- **Supplied text**
• • •
On Twitter recently, a user named Jay Hack (@mathemagic1an) posted an excerpt of an abstract that deals with how to prune out massive language models to achieve a better performance metric. The abstract was written by Austrian researchers Elias Frantar and Dan Alistarh. In the abstract, the researchers attempt to show how language models in the GPT family can be ‘pruned to 50% sparsity without any retraining.’

This is a rather significant breakthrough in terms of the usability of large language models, particularly in the GPT family. GPT stands for Generative Pretrained Transformers, but you may be familiar with the most popular of these systems in the current artificial intelligence landscape; ChatGPT by OpenAI. As outlined in the abstract, this incredible breakthrough was achieved with a new pruning method known as SparseGPT. This method was designed specifically to work on truly large language models like OPT-175B and BLOOM-176B, both of which are completely open-source. Both language models are also viewed as the largest of their kind that is currently available.
• • •
- **Material supplied**
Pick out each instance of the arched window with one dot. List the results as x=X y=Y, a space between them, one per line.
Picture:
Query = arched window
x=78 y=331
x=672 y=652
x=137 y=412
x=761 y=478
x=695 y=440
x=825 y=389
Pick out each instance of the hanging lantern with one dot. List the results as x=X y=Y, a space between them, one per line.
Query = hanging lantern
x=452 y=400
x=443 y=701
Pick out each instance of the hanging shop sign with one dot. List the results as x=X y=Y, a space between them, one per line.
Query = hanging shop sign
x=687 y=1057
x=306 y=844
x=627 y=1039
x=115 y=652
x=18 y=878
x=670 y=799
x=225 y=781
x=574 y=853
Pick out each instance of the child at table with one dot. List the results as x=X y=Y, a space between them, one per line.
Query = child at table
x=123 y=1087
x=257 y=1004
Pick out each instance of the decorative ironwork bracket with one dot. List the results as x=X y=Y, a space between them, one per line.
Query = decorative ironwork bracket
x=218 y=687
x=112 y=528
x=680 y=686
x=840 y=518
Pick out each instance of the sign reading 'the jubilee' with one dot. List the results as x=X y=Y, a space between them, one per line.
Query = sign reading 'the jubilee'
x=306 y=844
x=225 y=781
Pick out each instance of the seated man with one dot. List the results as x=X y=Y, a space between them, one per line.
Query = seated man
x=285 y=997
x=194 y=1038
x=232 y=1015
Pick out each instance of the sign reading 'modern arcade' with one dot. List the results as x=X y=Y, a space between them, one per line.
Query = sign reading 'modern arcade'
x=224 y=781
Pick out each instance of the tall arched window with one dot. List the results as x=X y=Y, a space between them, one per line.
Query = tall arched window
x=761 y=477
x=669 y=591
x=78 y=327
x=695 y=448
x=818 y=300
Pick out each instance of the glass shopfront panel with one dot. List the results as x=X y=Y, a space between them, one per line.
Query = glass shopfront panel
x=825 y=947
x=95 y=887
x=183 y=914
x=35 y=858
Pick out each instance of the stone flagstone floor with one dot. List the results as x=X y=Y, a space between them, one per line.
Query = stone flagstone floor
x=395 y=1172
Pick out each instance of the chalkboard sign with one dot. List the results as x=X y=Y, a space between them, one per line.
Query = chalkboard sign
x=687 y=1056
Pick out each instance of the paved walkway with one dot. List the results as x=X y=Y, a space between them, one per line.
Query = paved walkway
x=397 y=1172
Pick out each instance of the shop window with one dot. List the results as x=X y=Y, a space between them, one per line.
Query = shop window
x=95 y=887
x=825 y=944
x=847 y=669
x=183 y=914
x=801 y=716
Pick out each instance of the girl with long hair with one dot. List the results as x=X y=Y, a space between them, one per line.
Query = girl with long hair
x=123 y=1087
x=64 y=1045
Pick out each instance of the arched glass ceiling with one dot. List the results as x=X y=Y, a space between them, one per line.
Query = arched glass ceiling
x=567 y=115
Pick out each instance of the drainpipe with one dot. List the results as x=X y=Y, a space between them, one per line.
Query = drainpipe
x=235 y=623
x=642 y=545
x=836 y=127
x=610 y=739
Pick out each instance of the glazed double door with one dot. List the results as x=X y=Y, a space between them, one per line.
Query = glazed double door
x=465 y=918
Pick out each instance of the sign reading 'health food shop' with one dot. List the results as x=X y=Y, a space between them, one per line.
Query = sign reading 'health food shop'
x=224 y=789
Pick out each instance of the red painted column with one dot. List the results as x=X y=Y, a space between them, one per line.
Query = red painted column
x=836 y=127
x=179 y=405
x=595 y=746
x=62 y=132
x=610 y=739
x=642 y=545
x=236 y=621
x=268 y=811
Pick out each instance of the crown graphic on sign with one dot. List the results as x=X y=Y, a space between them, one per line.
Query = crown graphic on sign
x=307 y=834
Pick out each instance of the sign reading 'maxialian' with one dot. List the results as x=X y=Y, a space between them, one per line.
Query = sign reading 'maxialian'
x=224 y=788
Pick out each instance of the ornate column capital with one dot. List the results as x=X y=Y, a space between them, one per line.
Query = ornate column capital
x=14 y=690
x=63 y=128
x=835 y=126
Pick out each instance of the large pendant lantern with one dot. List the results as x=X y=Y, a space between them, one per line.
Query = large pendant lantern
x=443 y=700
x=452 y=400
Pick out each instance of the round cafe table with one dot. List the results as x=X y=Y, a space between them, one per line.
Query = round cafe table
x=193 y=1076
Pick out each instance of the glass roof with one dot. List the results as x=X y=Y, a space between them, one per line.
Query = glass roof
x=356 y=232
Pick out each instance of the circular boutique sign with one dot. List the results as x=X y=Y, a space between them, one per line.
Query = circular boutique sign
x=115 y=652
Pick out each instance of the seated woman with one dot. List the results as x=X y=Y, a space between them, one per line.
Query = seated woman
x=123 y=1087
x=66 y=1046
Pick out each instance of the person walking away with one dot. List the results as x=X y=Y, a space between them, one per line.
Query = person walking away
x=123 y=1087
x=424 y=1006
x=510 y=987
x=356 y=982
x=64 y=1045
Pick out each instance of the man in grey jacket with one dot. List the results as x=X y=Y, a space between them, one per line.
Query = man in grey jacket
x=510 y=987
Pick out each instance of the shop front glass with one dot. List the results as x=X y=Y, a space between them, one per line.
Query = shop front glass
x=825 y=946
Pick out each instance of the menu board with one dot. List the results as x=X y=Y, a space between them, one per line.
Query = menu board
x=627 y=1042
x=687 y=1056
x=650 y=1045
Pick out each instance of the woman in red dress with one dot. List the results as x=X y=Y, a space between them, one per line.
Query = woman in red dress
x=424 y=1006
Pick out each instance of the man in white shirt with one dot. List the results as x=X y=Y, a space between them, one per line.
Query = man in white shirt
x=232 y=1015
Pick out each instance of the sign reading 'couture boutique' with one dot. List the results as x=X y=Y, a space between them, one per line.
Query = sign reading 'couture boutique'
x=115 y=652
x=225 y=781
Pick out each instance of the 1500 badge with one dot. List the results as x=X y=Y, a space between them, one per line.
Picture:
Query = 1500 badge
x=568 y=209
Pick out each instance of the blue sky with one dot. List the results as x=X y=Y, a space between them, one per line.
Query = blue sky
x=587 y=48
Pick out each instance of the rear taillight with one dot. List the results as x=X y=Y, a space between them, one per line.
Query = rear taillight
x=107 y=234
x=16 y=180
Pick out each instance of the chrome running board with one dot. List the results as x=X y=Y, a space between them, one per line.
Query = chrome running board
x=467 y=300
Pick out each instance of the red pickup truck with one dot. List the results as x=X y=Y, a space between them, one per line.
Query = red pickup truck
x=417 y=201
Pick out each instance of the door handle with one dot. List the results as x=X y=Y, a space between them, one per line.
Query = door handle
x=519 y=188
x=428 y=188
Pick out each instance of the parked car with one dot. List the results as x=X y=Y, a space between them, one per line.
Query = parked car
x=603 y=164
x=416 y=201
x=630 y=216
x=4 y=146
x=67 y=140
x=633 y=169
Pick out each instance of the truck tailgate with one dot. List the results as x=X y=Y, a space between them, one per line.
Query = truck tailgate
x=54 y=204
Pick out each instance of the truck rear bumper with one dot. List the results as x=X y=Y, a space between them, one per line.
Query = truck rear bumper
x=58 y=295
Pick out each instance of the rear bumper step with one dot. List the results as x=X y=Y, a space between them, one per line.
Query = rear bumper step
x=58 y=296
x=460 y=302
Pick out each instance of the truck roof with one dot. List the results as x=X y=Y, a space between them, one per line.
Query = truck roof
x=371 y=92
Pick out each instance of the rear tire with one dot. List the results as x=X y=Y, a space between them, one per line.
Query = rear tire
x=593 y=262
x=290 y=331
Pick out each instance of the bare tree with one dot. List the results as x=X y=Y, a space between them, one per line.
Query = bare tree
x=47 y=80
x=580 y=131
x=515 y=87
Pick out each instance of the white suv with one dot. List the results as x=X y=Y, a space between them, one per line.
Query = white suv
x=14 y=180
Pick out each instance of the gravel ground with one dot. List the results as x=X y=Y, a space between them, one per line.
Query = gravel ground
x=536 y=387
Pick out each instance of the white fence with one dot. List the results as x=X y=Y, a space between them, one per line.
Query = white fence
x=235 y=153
• • •
- **Problem set**
• 1. Give again the passage of the SparseGPT text between "This is a rather" and "is currently available.", inclusive.
• 2. Proceed with the text about SparseGPT from the point where it stops.

- **Task answers**
• 1.
This is a rather significant breakthrough in terms of the usability of large language models, particularly in the GPT family. GPT stands for Generative Pretrained Transformers, but you may be familiar with the most popular of these systems in the current artificial intelligence landscape; ChatGPT by OpenAI. As outlined in the abstract, this incredible breakthrough was achieved with a new pruning method known as SparseGPT. This method was designed specifically to work on truly large language models like OPT-175B and BLOOM-176B, both of which are completely open-source. Both language models are also viewed as the largest of their kind that is currently available.

• 2.
Related: What are lawmakers and regulators doing about AI?

The wording of the abstract is relatively difficult to understand if you don’t have a background in this particular field of scientific inquiry, but I’ll try and break it down into simpler terms. Basically, all machine learning algorithms work with some kind of neural network. Early researchers and pioneers chose to call this a neural network due to the end goal of trying to simulate how the human brain, with all of its billions of neurons, operates. In a simple neural network, you always have an input, and out, and a lot of confusing mathematical bits in the middle in various layers of complex data handling systems. 

Each ‘neuron’ represents a value, and the neurons connect with other neurons in the system to form a network that can perform certain equations to determine output values. Within these hidden layers, there are certain parameters in place that transform input data into the eventual output. These parameters are basically like dials you can adjust to change the way your network operates, and we call these weights.

Now, with these massive language models, you need to take into account what kind of information these systems have to process. First, these systems need to recognize certain patterns that make up what we inherently recognize as letters, numbers, words, phrases and abstract thoughts. All of this complex computation is achieved through weights, and in large language models these weights can number in the innumerable.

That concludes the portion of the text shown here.